Görev 1. Aşağıdaki kayıtlarda "trim" dizesini içeren satırların her birini gösterin. Büyük ve küçük harf ayrımına dikkat edin.

Okuma parçası.
· · · · ·
Anadolu'nun halkımızın kaderi olduğunu, ''Kapıdan kovsan bacadan girer'' deyimine denk düşecek şekilde V. yy'da Avrupa'dan gelip, Trakya'dan giremediğimiz bu topraklara 600 yıl sonra 1071'de doğudan girdiğimizi düşününce, halkımızın kararlılığını, Anadolu topraklarına sevgi ve bağlılığını daha iyi anlıyorum.
İğneada
İğneada'nın ince kum plajını adımlayıp, zamansızlık nedeniyle bizim giremediğimiz denizin, uzanamadığımız plajın, özgürce yayılıp tadını çıkaran inek ve buzağıları gıpta ile izlerken bu doğa harikası alana nükleer santral yapılma projelerinin olduğunu duymak moralimizi bozuyor.
Nerede doğanın mucizesi olduğunu düşündüğüm bir yer görsem arkasından termik santral fikri çıkıyor, böyle olunca da insan doğal olarak düşünüyor bu bir ihanet midir diye ve ister istemez bir kasıt arıyor niyette. Bu ülkesine olmasa bile kesinlikle doğaya ihanet.
Longoz ormanlarının içinden geçip Kıyıköy'e doğru uzanan dar yollarda ilerlerken ormanı seyre dalıyoruz. Longoz ormanlarını izlemek zaman mefhumunu unutturup asırlar öncesinde yol alıyormuş hissi veriyor insana. O kadar el değmemiş, balta girmemiş, insanın talanına uğramamış bir görüntüsü var ki, Trakya halklarının eski çağlarda diğer halklara saldığı korkunun canlanmasına neden oluyor gözümde.
Bir coğrafyanın yarattığı tanrı, o bölgenin halklarının karakterini ve hayat felsefesini de ortaya koyuyor. Bu toprakların savaş tanrısı Ares'i yarattığı düşünülürse yakın tarihimize kadar devam eden bölgedeki katliamlar ve karışıklıklar da daha anlaşılır hale gelir sanırım.
· · · · ·
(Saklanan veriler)
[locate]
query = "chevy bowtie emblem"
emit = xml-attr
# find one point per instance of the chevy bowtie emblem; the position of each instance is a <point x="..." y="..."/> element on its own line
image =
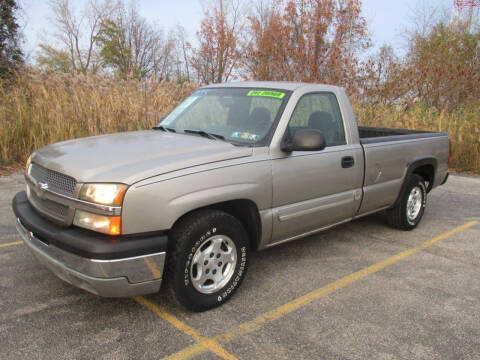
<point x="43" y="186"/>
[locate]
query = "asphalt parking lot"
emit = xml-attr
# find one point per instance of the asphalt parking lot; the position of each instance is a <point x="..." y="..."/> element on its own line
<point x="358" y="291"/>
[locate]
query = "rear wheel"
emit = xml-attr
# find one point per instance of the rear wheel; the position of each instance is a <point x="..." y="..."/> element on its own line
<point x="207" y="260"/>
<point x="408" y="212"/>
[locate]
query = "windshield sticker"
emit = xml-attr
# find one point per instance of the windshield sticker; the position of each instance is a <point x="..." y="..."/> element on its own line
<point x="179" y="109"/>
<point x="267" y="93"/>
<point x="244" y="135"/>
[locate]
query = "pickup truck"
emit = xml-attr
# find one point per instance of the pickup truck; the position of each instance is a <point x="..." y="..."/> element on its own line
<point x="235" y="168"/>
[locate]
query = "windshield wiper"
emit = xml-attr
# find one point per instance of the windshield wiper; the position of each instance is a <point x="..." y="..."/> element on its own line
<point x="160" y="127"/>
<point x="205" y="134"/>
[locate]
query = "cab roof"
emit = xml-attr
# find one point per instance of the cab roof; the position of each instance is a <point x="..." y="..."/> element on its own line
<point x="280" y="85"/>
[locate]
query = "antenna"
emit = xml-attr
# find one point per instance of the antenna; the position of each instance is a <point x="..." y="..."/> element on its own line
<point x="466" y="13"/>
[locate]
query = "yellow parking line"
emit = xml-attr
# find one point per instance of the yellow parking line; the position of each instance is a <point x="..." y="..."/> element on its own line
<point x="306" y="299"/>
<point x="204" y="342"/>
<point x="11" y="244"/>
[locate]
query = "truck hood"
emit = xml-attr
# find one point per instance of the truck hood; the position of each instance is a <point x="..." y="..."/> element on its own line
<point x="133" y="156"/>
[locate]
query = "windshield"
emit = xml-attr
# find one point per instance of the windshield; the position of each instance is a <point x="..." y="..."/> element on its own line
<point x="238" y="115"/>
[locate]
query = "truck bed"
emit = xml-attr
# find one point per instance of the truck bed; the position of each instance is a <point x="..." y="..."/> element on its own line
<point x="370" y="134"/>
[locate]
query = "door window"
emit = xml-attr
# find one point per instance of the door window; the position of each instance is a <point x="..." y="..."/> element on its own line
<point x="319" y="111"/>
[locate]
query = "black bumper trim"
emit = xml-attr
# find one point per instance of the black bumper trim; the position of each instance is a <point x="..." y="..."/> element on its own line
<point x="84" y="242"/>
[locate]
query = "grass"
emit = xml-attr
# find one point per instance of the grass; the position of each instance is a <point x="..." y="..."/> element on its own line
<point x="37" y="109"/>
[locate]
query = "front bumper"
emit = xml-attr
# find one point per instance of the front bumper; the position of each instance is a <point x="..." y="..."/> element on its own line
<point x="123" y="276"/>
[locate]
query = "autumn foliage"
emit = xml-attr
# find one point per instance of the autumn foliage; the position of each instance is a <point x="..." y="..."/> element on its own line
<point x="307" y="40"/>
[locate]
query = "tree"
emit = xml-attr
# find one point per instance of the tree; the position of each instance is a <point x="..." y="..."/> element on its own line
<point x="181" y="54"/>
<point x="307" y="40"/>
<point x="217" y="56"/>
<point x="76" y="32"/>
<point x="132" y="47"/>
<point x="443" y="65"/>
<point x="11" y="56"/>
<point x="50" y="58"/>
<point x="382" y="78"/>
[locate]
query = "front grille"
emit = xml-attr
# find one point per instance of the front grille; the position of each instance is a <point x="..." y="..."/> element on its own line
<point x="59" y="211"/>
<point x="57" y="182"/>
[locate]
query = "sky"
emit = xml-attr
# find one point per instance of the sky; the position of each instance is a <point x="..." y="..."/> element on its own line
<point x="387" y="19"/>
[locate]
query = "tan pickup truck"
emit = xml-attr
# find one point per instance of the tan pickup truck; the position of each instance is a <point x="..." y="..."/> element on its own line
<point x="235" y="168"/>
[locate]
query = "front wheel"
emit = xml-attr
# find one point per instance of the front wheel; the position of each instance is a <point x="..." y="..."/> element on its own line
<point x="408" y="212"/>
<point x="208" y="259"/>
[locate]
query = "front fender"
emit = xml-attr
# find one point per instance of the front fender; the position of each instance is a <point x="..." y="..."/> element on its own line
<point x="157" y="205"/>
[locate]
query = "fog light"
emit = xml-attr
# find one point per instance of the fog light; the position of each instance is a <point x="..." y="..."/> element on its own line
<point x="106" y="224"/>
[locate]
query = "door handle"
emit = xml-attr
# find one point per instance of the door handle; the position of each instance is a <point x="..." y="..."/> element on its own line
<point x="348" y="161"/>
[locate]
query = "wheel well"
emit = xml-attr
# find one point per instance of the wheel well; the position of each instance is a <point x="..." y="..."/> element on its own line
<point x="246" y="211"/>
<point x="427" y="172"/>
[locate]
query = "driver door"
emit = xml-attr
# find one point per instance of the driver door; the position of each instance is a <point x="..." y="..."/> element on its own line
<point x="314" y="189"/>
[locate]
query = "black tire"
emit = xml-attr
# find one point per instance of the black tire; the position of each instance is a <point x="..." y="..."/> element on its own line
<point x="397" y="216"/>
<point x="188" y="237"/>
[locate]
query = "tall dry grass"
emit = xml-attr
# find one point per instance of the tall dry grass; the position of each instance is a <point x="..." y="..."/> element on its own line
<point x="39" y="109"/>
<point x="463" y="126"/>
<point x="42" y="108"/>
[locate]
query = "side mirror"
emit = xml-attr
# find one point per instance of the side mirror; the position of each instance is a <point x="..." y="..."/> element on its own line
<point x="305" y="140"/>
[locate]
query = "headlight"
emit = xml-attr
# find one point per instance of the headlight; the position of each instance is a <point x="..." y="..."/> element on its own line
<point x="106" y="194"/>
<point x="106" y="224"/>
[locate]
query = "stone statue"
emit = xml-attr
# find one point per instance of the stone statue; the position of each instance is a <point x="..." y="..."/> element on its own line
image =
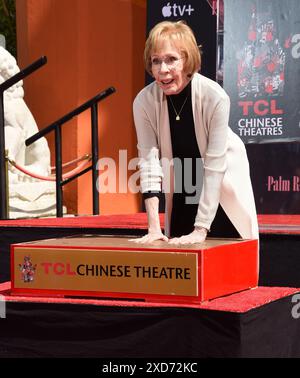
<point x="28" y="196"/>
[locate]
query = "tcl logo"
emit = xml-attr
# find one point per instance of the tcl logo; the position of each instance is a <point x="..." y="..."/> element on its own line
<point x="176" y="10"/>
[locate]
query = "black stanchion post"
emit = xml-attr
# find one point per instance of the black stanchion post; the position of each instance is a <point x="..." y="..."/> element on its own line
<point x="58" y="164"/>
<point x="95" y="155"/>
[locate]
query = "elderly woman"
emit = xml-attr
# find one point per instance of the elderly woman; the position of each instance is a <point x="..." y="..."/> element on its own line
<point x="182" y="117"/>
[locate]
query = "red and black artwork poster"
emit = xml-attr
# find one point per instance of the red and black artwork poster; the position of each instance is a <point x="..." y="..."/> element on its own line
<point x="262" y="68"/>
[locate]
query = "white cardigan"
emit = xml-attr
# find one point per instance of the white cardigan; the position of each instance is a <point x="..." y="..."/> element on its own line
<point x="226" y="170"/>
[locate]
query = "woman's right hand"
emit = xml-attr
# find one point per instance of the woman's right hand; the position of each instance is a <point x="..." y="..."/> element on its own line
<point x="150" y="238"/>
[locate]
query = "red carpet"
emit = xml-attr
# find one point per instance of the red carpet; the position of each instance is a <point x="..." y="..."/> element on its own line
· · · · ·
Görev 2. Yukarıdaki okuma parçasında "Longoz ormanlarının içinden" sözcükleriyle başlayıp "hale gelir sanırım." sözcükleriyle biten bölümün tamamını aynen çoğaltın.

Çözümlü yanıt 1.
query = "black bumper trim"
# find one point per instance of the black bumper trim; the position of each instance is a <point x="..." y="..."/> element on its own line

Çözümlü yanıt 2.
Longoz ormanlarının içinden geçip Kıyıköy'e doğru uzanan dar yollarda ilerlerken ormanı seyre dalıyoruz. Longoz ormanlarını izlemek zaman mefhumunu unutturup asırlar öncesinde yol alıyormuş hissi veriyor insana. O kadar el değmemiş, balta girmemiş, insanın talanına uğramamış bir görüntüsü var ki, Trakya halklarının eski çağlarda diğer halklara saldığı korkunun canlanmasına neden oluyor gözümde.
Bir coğrafyanın yarattığı tanrı, o bölgenin halklarının karakterini ve hayat felsefesini de ortaya koyuyor. Bu toprakların savaş tanrısı Ares'i yarattığı düşünülürse yakın tarihimize kadar devam eden bölgedeki katliamlar ve karışıklıklar da daha anlaşılır hale gelir sanırım.